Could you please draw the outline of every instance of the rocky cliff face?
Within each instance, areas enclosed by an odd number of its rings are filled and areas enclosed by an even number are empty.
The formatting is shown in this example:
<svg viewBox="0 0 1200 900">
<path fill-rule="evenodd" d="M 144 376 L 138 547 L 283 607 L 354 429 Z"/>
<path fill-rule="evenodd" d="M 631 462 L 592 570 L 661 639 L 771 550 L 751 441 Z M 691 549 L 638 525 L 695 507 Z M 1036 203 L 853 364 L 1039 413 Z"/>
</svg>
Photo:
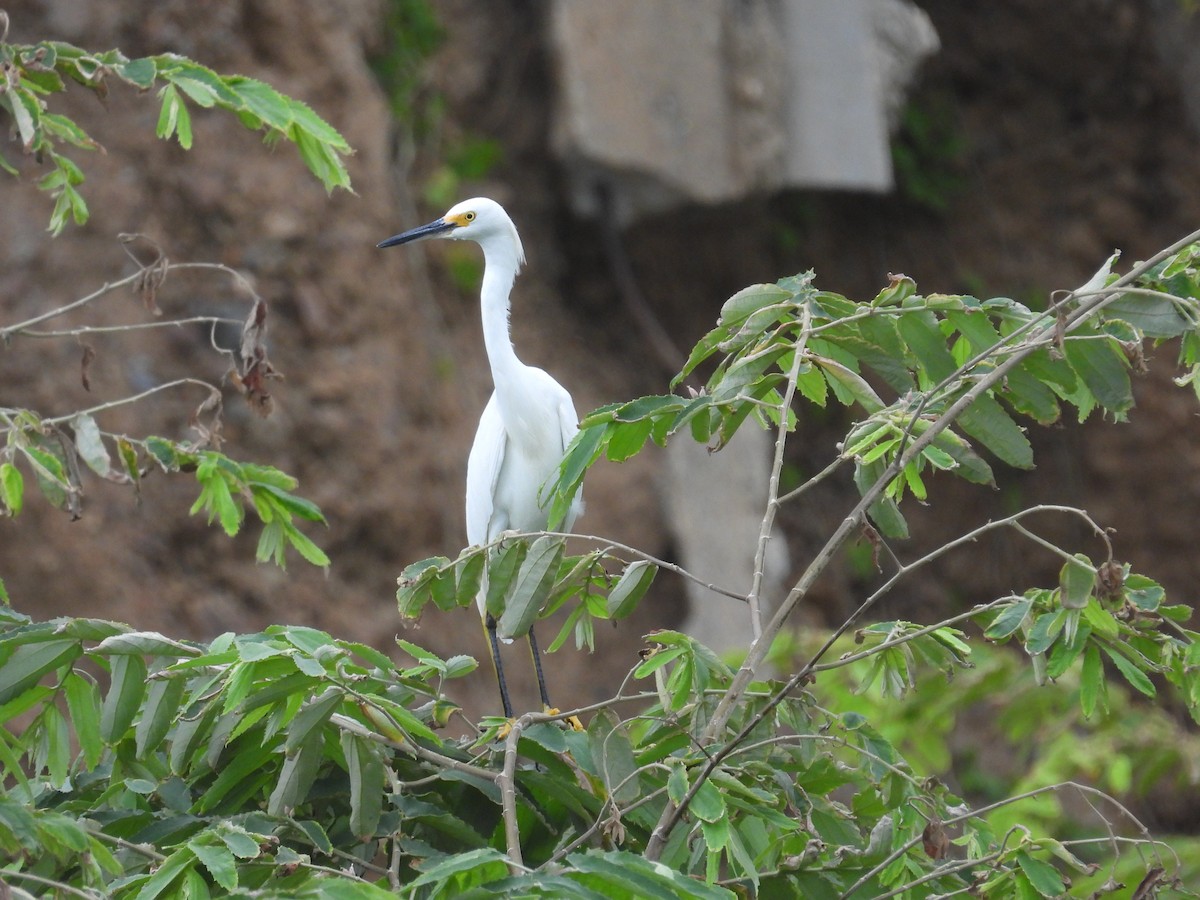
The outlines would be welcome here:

══════

(Exercise details): Take each line from the preceding material that contains "evenodd" and copy it.

(Task result):
<path fill-rule="evenodd" d="M 144 376 L 138 547 L 283 607 L 354 429 Z"/>
<path fill-rule="evenodd" d="M 631 462 L 592 570 L 661 639 L 771 550 L 751 441 Z M 691 549 L 638 525 L 695 507 Z M 1036 203 L 853 364 L 1039 413 Z"/>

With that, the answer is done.